Problem 1:
Answer these questions using the text on joining a cluster:
(a) What must a cluster node actor send when it receives a Join request, and to whom?
(b) What happens if Joined does not arrive?
(c) In the code, what does the actor return on JoinTimeout with an empty list?

Source extract:
┏━━
In order to create that actor first we need to deal with a joining process. The idea is that we'll try to pick endpoints from the provided list (it corresponds to seed node addresses in Akka.Cluster ) and send a Join request to them. If cluster node actor will receive such request, it's obliged to accept it by sending Joined response to ALL cluster members (including requester).

In case when Joined wouldn't arrive eg. because we misconfigured our cluster and other endpoint couldn't be reached, we wait for some time and try another node from the list. This could be represented as:

let membership (seeds: Endpoint list) (ctx: Actor<_>) =
  let state = 
    { Myself = { Endpoint = ctx.Self }
      Active = Set.empty
      Suspects = Map.empty }

  (* rest of the actor code... *)
  
  let rec joining state cancel = actor {
    match! ctx.Receive() with
    | JoinTimeout [] -> return Stop // failed to join any members
    | JoinTimeout (next::remaining) ->
       next <! Join state.Myself
       let cancel = ctx.Schedule joinTimeout ctx.Self (JoinTimeout remaining)
       return! joining state cancel
    | Joined gossip ->
       cancel.Cancel() // cancel join timeout
       return! becomeReady state gossip
    | Join peer when peer = state.Myself -> // establish new cluster
       cancel.Cancel() // cancel join timeout
       return! becomeReady state (Set.singleton state.Myself)
┗━━
Data excerpts:
┏━━
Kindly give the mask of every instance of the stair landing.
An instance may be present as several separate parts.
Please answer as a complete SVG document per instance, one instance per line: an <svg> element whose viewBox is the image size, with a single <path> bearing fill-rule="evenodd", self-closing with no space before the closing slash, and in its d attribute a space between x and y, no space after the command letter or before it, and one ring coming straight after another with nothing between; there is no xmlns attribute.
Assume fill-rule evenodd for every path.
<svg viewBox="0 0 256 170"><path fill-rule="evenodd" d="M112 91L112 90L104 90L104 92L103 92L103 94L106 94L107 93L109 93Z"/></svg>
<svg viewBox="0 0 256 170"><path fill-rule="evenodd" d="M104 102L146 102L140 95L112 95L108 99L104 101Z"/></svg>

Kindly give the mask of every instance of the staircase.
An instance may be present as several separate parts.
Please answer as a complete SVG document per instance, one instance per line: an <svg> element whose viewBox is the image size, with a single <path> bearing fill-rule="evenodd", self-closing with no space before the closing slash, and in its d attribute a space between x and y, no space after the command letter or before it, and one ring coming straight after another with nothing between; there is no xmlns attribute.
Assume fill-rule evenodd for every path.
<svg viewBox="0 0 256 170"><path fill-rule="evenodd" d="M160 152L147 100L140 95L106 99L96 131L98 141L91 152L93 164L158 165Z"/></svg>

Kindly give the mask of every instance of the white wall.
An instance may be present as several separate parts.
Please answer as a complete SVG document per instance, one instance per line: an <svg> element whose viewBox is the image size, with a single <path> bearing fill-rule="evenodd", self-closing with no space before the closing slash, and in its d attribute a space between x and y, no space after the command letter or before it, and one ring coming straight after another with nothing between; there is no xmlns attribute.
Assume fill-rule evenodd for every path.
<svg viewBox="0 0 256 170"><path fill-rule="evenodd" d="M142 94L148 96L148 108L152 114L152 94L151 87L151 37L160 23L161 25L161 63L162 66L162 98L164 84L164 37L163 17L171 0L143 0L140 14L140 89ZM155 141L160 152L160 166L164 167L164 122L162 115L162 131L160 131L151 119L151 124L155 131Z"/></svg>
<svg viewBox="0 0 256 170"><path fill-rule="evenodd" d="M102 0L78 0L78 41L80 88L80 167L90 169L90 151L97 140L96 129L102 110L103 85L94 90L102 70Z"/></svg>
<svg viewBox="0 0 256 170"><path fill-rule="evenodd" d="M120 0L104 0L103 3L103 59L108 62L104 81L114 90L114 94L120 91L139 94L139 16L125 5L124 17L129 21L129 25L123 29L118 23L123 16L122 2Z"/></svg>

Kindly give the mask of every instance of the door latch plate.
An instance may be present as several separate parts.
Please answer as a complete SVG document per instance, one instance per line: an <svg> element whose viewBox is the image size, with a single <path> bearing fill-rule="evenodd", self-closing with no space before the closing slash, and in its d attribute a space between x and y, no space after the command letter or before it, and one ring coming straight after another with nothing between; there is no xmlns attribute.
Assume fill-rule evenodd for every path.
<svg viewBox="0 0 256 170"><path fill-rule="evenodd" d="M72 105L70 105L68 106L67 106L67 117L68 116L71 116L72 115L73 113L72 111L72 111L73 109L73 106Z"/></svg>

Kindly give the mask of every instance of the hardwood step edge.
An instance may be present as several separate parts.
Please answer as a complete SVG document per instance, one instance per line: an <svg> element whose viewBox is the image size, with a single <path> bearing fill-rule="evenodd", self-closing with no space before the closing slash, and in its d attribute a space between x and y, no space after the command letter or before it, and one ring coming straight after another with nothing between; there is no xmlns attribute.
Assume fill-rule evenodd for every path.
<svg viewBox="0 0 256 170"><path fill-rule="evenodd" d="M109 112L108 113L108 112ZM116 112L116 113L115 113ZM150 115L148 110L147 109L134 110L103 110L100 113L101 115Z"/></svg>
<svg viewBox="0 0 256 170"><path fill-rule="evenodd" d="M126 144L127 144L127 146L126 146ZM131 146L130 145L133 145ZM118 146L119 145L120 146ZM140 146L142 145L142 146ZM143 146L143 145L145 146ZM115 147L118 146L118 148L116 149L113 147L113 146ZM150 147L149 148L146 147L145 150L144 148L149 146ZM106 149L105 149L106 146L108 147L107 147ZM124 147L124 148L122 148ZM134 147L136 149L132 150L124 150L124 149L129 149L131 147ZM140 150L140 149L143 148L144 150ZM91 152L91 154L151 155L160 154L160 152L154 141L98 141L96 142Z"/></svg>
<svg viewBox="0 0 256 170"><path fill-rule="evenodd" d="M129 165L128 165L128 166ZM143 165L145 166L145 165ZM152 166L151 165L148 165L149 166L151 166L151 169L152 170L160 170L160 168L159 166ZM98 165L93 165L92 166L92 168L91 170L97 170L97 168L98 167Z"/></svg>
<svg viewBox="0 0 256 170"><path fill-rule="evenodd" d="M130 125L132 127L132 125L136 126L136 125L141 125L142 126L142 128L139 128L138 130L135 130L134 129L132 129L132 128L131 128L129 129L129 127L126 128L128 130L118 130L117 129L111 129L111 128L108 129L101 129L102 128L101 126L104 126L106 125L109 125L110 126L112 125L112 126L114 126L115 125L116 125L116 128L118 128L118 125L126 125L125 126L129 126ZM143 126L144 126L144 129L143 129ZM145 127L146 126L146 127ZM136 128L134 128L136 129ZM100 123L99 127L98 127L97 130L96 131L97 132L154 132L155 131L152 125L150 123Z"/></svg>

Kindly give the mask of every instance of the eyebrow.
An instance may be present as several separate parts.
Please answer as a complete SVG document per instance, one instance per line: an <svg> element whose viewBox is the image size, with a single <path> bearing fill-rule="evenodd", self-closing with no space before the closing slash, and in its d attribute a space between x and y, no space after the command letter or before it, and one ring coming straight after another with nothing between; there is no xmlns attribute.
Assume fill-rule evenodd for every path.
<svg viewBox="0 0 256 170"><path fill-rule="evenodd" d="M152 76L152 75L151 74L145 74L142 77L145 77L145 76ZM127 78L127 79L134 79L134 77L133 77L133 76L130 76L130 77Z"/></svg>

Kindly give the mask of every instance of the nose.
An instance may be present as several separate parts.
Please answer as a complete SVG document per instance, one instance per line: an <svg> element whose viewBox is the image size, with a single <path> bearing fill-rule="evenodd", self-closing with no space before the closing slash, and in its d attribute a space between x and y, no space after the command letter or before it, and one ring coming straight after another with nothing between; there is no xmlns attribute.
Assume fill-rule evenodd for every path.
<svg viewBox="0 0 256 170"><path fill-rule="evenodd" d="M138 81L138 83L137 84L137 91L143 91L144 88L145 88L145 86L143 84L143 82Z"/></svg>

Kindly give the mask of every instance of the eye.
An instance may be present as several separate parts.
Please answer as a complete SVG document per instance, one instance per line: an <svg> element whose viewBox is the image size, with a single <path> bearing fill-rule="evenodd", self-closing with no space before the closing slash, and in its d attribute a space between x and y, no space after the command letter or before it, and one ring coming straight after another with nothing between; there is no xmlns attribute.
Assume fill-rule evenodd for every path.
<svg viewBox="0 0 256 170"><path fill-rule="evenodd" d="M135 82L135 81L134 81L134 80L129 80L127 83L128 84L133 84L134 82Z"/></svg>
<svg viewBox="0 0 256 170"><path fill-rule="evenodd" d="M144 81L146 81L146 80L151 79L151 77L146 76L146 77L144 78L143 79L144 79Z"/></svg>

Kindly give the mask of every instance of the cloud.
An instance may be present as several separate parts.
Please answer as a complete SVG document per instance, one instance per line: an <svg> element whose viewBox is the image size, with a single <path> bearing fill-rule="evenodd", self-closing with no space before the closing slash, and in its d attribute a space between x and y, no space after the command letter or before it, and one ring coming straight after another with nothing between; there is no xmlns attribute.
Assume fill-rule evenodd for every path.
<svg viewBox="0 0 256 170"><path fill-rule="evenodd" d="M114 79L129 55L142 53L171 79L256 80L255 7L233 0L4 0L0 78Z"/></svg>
┗━━
Problem 2: From the entries, copy out verbatim everything from the line containing "Kindly give the mask of every instance of the staircase." down to the line containing "152L147 100L140 95L106", including both of those lines.

Problem solution 1:
(a) It must send a Joined response to all cluster members, including the requester.
(b) The actor waits for some time and then tries another node from the list.
(c) It returns Stop.

Problem solution 2:
Kindly give the mask of every instance of the staircase.
An instance may be present as several separate parts.
Please answer as a complete SVG document per instance, one instance per line: an <svg> element whose viewBox is the image size, with a single <path> bearing fill-rule="evenodd", self-closing with no space before the closing slash, and in its d attribute a space between x and y, no space after the command letter or before it, and one ring coming straight after another with nothing between; there is no xmlns attribute.
Assume fill-rule evenodd for every path.
<svg viewBox="0 0 256 170"><path fill-rule="evenodd" d="M160 152L147 100L140 95L106 99L96 131L98 141L91 152L93 164L158 165Z"/></svg>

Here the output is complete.